▶ **PROBLEM TO SOLVE**
Rewrite the listing from the line with "Bet you can't find the person in" up to and including the line with "[146,327,614,514]", changing "Prove me wrong" to "Show me I'm wrong" and leaving everything else the same.

▶ **RECORDS SUPPLIED**
-- START --
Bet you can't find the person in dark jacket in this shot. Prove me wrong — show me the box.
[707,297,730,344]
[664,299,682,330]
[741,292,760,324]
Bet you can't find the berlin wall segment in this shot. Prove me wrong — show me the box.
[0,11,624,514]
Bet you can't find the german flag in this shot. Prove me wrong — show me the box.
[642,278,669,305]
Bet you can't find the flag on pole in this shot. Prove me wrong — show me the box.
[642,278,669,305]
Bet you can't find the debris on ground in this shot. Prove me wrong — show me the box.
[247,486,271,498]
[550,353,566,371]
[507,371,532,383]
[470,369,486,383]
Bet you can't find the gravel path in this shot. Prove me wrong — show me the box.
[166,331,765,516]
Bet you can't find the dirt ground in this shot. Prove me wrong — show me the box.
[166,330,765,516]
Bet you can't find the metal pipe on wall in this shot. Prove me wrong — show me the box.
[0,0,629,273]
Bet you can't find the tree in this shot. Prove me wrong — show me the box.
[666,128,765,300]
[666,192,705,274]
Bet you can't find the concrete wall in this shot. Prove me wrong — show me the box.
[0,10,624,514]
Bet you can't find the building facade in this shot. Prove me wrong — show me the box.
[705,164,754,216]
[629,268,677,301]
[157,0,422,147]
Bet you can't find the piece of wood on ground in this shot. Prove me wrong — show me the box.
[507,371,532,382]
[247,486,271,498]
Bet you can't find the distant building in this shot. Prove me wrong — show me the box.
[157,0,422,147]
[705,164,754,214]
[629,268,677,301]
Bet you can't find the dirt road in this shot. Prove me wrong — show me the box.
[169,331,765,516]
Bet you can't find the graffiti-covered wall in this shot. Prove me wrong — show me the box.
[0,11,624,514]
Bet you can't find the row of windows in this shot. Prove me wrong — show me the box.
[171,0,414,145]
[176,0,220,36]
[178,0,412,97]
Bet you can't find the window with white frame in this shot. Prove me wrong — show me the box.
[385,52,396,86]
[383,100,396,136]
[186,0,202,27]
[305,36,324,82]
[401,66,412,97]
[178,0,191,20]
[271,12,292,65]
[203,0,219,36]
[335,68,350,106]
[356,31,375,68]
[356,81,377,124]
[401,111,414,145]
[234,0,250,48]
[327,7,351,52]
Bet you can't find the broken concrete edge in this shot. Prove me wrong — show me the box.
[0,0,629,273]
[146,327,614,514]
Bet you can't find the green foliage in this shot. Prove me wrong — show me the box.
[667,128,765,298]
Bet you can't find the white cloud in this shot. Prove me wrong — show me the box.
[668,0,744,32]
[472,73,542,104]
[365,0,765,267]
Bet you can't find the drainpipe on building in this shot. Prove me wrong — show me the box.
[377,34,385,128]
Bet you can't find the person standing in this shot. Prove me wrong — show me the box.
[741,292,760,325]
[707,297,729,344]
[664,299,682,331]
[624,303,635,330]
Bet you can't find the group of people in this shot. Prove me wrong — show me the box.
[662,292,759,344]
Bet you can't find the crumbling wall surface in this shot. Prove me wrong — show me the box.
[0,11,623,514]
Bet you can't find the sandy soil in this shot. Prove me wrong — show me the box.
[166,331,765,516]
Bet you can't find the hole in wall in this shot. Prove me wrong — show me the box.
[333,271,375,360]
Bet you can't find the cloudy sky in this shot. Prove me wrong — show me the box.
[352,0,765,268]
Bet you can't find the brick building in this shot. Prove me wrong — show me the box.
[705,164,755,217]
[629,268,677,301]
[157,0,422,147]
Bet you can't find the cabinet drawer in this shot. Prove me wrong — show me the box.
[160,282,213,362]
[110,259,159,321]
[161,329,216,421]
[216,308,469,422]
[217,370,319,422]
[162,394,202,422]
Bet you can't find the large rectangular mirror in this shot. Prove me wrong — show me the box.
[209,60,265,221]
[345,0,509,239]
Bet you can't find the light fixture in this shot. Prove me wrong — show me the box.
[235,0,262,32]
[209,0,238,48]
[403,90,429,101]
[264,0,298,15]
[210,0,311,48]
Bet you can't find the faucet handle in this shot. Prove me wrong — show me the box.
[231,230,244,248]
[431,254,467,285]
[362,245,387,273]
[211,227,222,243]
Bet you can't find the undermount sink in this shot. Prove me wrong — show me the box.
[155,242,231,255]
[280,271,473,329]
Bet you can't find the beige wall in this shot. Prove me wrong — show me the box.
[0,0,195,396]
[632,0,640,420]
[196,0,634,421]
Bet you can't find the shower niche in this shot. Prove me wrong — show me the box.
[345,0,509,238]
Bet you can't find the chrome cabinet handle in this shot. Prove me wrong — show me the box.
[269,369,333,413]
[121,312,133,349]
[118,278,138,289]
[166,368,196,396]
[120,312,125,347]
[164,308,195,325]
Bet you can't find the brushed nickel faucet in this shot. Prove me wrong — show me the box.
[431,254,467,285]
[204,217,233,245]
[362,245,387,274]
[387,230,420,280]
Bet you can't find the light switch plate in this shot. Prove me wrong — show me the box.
-- END --
-- START --
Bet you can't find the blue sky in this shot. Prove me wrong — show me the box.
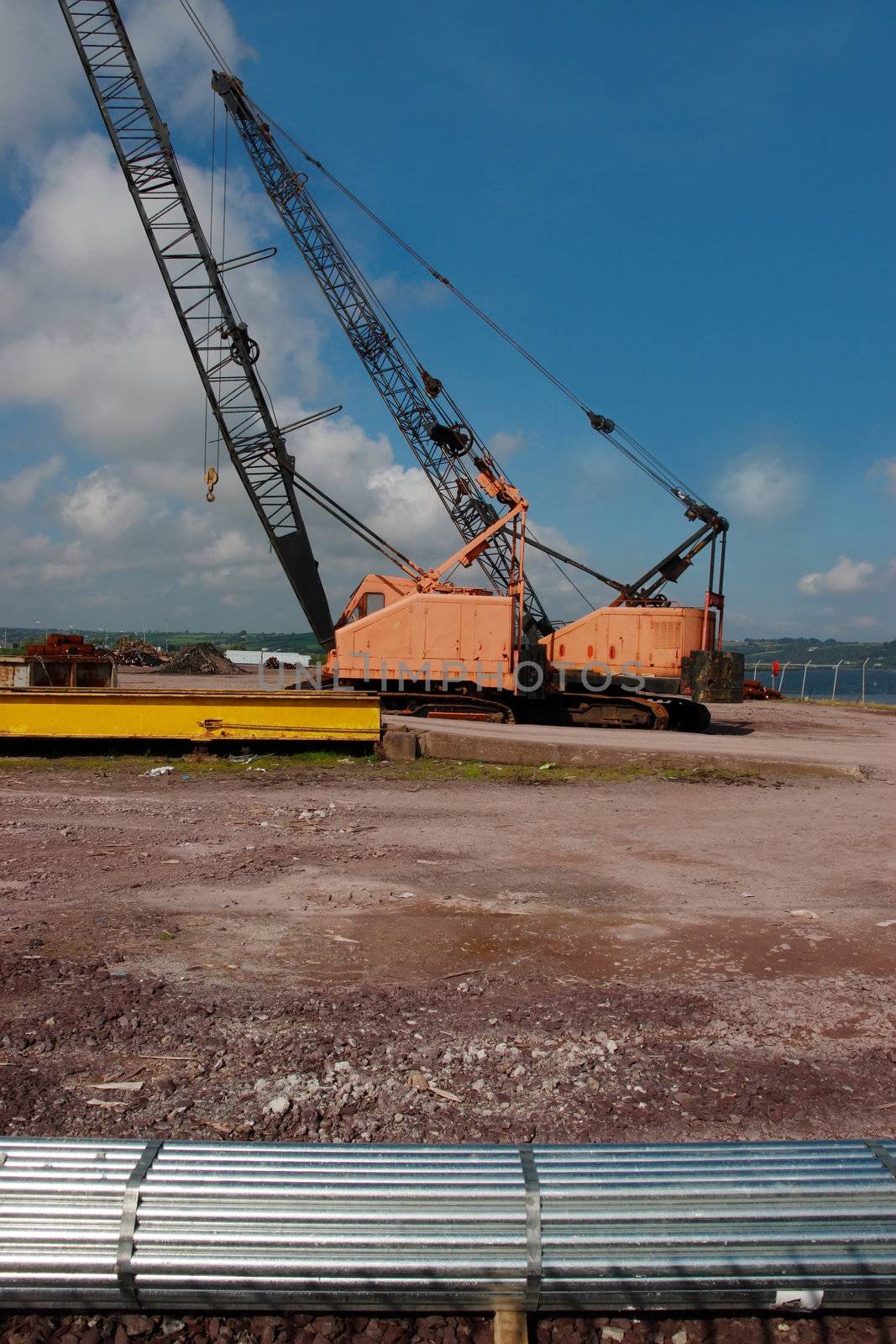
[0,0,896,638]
-- END --
▶ **TASK ANSWER**
Bet you can't find the person in dark jacket in this shot. Show me I'm wrong — show me the box.
[707,297,730,344]
[664,299,682,330]
[741,292,760,324]
Bet you can't find the berlin wall segment in this shot. Show me I'm wrong — show me the box.
[0,11,624,514]
Bet you can't find the german flag in this shot. Show me I'm wrong — show me the box.
[642,278,669,305]
Bet you can't find the flag on pole in this shot. Show me I'm wrong — show me the box.
[642,278,669,305]
Bet you can't find the debris on ground in this shot. Show me I'm wrong — show me the box.
[247,486,271,498]
[550,353,566,371]
[507,371,532,383]
[470,369,486,383]
Bet you can't find the gravel path in this shot. Show me I'm wrong — show me the box.
[166,331,765,516]
Bet you can't find the dirt ground in this shot. Show me I'm wrong — show me the box.
[166,330,765,516]
Bet you can't find the metal pipe on wall in this shot. Show me I'm wrong — show me the box.
[0,0,629,273]
Bet you can't find the tree in this shot. Show me I'm wrong — show me the box.
[666,128,765,300]
[666,192,705,274]
Bet you can't find the concrete wall in this shot. Show me I'm wrong — show me the box.
[0,10,624,514]
Bet you can't find the building facade in this shot. Show me I'm wrong — show me the box.
[705,164,754,216]
[629,268,677,301]
[157,0,422,147]
Bet you can't find the piece of wood on ground in this shot. Show me I'm wrong — show me the box.
[507,371,532,382]
[247,486,271,498]
Bet you can't find the distant building in this shot. Show me I'm wrong — show me the box.
[157,0,422,147]
[705,164,754,214]
[629,268,677,301]
Bet you can't find the dirt road in this shot. Show me I'm wrong — show me the box.
[169,331,765,516]
Bet you can't find the graffiti-covered wall in this shot. Show me I'm wrong — show me the box.
[0,11,624,514]
Bet you can't find the row of windows in this shot. Show me I'm wrong — show me the box.
[171,0,414,145]
[176,0,220,36]
[178,0,412,97]
Bet you can't find the window with white frame in this shot. Show me I'm wrong — show me the box.
[385,52,396,86]
[383,100,396,136]
[186,0,202,27]
[305,36,324,82]
[401,66,412,97]
[178,0,191,20]
[271,12,292,65]
[203,0,219,36]
[335,68,350,106]
[356,31,375,68]
[356,81,377,124]
[401,111,414,145]
[234,0,250,48]
[327,7,351,52]
Bet you can't find the broken concrete edge in this shot. Show me I'm wrong — show me the box.
[0,0,629,273]
[146,327,614,514]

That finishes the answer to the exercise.